→ 実施タスク
[A] 本文の「目撃」のあらすじでは、ルーサーが狙撃されたとき、最初の弾丸はなぜ外れたのですか？
[B] 本文で作品名が挙げられている映画をすべて挙げてください。

→ 抜粋本文
2008-12-25 16:56:30 | ノンジャンル
 映画監督ロバート・マリガンさんが、12月8日、米コネティカット州の自宅にて心臓発作を起こし、83歳で亡くなりました。代表作はグレゴリー・ペックがアカデミー主演男優賞を受賞した'62年作品「アラバマ物語」とされていますが、私は見る機会が多くあったのにもかかわらず見ていません。それよりも、ミッシェル・ルグランの音楽が素晴らしく、また当時は自分にとってお姉さんだったジェニファー・オニールの美しさ、そしてそのお姉さんと最後は寝てしまえるという夢のようなストーリーに魅せられた'70年作品「おもいでの夏」が、私にとってもマリガン作品ナンバーワンです。慎んでご冥福をお祈りいたします。

 さて、クリント・イーストウッド共同製作・監督・主演の'97年作品「目撃」をDVDで見ました。
 画家のルーサー(イーストウッド)はサリバン邸に侵入し、隠し部屋にあった貴金属類を盗んでいると、そこへ若いサリバン夫人が、夫が後ろ楯になって当選した大統領(ジーン・ハックマン)を浮気相手として現れ、暴力沙汰を起こした末に、大統領のSPが夫人を射殺するのをルーサーは目撃します。女性の主席補佐官が中心となって泥棒が殺したように偽装工作をしますが、ルーサーは証拠物件を手に入れて逃亡し、それをSPに見られてしまいます。ルーサーは海外に逃げようとしますが、大統領がサリバンを慰める演説をテレビでしているのを見て、真実を明らかにしようと決心します。刑事はサリバンの娘で、父と距離を置いているケイトに頼んでルーサーに連絡を取ってもらい、ルーサーは警察の大包囲網と、刑事の電話を盗聴していたSPたちの暗殺部隊が見守る中に姿を現しますが、窓拭きのアルミ板による光の反射のおかげで最初の弾丸が外れたため、ルーサーは助かり、すぐに警官に化けて現場を脱出します。ケイトが家に帰ると、ルーサーが先に来ていて、大統領のSPによる殺人を目撃したこと、それを暴露する考えであることを伝えて、去ります。ルーサーが証拠物件を持っていることを大統領に知らせると、大統領はルーサーがそのことをケイトにも知らせた可能性があるとして、ケイトをすぐに殺すようにSPに命じます。ケイトは車ごと崖から落とされ、重傷を負って病院に収容され、そこでもSPに殺されそうになりますが、寸での所でルーサーがそのSPを殺します。そして運転手に化けてサリバンに接触し、真実を告げてホワイトハウスでサリバンを下ろすと、サリバンは大統領を射殺し、自殺したとして記者会見を開くのでした。仲直りして眠るケイトを、ルーサーが静かにデッサンしているところで映画は終わります。
 ジーン・ハックマンが出て来るところで、以前にも一度この映画を見ていることを思い出しましたが、最後まで面白く見ました。テーマは「正義」でしょうが、話の運びがぎくしゃくしていて、イーストウッドの最良の作品ではないと思いました。その一方で、主人公がSPに暗殺されかかるところや、ケイトが病院で殺されかかるところなど、ハラハラさせられました。シドニー・ルメット版「十二人の怒れる男」のE.G.マーシャルがサリバン役で出ていたのも見どころです。手ごろな娯楽映画を見たい方にはオススメです。

→ 抽出データ
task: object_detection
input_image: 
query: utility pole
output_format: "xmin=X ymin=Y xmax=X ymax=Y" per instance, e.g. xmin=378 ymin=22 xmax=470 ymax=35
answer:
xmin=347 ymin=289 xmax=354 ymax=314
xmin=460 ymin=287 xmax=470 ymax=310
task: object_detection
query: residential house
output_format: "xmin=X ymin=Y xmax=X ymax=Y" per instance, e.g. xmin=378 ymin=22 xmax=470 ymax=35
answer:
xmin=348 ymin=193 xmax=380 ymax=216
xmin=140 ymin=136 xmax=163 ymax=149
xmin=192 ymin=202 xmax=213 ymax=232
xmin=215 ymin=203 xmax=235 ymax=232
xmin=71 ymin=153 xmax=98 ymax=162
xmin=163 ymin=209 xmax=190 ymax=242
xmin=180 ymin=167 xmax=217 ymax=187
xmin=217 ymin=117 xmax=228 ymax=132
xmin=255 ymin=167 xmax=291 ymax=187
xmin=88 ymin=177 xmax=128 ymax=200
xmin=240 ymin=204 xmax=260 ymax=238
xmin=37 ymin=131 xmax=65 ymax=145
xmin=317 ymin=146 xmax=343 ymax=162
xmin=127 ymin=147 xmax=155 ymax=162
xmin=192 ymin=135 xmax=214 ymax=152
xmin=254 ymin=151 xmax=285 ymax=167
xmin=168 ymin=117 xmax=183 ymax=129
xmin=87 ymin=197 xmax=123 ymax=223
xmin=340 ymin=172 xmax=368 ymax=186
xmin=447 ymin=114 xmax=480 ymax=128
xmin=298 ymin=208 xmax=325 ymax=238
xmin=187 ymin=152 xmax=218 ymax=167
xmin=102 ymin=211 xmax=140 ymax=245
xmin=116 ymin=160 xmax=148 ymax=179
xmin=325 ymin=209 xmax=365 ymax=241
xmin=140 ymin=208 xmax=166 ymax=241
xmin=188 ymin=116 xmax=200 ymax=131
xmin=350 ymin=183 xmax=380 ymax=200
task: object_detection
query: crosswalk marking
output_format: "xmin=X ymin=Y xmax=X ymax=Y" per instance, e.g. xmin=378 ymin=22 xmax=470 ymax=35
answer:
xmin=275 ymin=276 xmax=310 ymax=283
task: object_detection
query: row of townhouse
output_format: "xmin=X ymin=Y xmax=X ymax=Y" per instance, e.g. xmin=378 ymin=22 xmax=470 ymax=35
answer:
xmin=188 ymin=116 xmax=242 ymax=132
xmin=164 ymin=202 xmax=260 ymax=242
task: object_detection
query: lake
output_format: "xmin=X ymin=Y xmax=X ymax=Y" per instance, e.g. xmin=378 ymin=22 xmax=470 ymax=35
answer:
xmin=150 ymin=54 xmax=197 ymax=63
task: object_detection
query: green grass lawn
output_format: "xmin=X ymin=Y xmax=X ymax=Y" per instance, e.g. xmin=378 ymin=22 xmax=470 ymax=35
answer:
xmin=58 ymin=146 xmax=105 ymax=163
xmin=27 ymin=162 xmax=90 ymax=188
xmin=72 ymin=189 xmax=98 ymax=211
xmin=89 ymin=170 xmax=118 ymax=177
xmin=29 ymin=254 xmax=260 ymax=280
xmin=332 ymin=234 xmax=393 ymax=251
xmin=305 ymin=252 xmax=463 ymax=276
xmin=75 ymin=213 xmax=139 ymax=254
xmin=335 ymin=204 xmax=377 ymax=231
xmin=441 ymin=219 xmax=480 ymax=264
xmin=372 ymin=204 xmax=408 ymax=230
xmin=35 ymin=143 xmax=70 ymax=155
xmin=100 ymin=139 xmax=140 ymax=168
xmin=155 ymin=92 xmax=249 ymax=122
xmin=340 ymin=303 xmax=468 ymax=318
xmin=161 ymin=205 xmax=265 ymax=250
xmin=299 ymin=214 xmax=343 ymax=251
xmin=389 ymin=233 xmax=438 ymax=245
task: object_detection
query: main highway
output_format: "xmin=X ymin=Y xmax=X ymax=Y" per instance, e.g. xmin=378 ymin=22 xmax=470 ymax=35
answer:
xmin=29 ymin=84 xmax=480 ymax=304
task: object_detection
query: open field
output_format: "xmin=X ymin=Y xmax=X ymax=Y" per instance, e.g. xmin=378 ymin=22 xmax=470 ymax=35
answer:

→ タスク別出力
[A] 窓拭きのアルミ板が光を反射したおかげで、最初の弾丸が外れました。そのためルーサーは助かり、すぐに警官に化けて現場を脱出しました。

[B]
・アラバマ物語
・おもいでの夏
・目撃
・十二人の怒れる男